Rescale the records starting at the line that contains "Objective — one dot per instance of the man's teeth" and ending at the line that contains "[[34, 367]]", and reproduce only those lines, with both ends included and all wording unchanged. In the answers, multiply every x and y coordinate by 0.95 and round it to a whole number, with halves rounded up.

-- START EXTRACTED MATERIAL --

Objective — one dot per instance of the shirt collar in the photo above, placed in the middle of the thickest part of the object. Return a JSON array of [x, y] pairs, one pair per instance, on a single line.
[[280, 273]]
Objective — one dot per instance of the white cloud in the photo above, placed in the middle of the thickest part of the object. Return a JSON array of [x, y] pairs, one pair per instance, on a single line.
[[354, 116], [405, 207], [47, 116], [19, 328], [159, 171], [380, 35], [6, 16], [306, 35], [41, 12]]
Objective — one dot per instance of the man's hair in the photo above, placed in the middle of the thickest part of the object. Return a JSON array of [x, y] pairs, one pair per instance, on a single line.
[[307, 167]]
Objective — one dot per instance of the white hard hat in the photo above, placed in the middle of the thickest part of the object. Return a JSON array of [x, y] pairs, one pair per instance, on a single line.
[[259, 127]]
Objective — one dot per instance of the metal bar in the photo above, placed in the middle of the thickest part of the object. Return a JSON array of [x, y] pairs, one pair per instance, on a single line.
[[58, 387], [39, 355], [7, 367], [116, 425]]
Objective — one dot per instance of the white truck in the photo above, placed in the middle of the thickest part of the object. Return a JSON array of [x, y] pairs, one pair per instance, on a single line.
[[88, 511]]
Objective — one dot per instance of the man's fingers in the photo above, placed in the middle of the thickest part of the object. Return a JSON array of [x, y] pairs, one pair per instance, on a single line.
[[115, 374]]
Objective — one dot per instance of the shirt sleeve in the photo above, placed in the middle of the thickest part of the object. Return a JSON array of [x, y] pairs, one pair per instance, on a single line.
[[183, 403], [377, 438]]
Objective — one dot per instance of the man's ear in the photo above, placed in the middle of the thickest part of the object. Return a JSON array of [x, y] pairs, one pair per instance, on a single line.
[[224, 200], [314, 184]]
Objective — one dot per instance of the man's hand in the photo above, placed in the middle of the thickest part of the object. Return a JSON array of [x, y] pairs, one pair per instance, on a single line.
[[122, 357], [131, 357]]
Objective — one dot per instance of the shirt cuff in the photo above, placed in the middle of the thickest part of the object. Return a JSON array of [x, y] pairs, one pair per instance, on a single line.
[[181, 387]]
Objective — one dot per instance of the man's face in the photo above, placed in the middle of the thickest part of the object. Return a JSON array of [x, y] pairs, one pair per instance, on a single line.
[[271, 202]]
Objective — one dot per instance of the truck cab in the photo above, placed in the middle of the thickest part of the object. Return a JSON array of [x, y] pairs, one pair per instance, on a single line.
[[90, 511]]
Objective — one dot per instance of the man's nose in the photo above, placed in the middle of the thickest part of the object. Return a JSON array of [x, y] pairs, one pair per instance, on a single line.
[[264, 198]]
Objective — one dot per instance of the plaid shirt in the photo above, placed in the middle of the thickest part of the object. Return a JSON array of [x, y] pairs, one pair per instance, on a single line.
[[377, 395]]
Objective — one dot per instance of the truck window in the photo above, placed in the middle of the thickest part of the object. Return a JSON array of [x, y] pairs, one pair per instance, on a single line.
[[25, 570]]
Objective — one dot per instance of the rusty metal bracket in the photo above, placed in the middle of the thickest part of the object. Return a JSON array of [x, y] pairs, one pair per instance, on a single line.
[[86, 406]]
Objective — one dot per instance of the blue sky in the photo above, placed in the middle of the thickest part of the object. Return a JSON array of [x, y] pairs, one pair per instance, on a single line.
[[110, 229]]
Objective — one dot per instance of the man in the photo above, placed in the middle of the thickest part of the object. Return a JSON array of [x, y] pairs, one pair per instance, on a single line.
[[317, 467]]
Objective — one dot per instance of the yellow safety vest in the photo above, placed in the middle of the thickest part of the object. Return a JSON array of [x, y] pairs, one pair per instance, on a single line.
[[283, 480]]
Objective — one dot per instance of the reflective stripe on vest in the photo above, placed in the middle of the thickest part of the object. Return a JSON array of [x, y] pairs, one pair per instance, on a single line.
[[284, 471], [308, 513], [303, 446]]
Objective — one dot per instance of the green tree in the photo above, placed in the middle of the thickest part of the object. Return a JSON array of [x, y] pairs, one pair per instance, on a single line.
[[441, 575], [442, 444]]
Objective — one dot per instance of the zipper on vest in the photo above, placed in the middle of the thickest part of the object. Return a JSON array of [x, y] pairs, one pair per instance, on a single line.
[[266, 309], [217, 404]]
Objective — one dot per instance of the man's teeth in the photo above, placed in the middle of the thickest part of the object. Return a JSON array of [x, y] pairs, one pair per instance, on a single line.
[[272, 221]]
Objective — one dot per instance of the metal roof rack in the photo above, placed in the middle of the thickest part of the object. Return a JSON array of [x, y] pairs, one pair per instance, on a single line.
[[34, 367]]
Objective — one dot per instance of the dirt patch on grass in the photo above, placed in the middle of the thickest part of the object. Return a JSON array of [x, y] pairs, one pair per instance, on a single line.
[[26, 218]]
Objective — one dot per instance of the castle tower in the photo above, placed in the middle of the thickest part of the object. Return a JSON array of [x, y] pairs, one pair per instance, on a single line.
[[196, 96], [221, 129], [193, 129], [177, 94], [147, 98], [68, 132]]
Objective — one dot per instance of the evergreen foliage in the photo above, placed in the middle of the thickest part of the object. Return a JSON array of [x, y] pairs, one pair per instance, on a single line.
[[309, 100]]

-- END EXTRACTED MATERIAL --

### FULL SOLUTION
Objective — one dot per instance of the man's teeth in the photo above, placed in the middle of the thickest part of the object. Return a JSON array of [x, y] pairs, one pair per instance, on a single line.
[[258, 210]]
Objective — one dot per instance of the metal roof rack in the photo above, placed in the middle of the thickest part of the object. Return a JSON array of [x, y] pairs, one pair per instance, on a single line.
[[32, 349]]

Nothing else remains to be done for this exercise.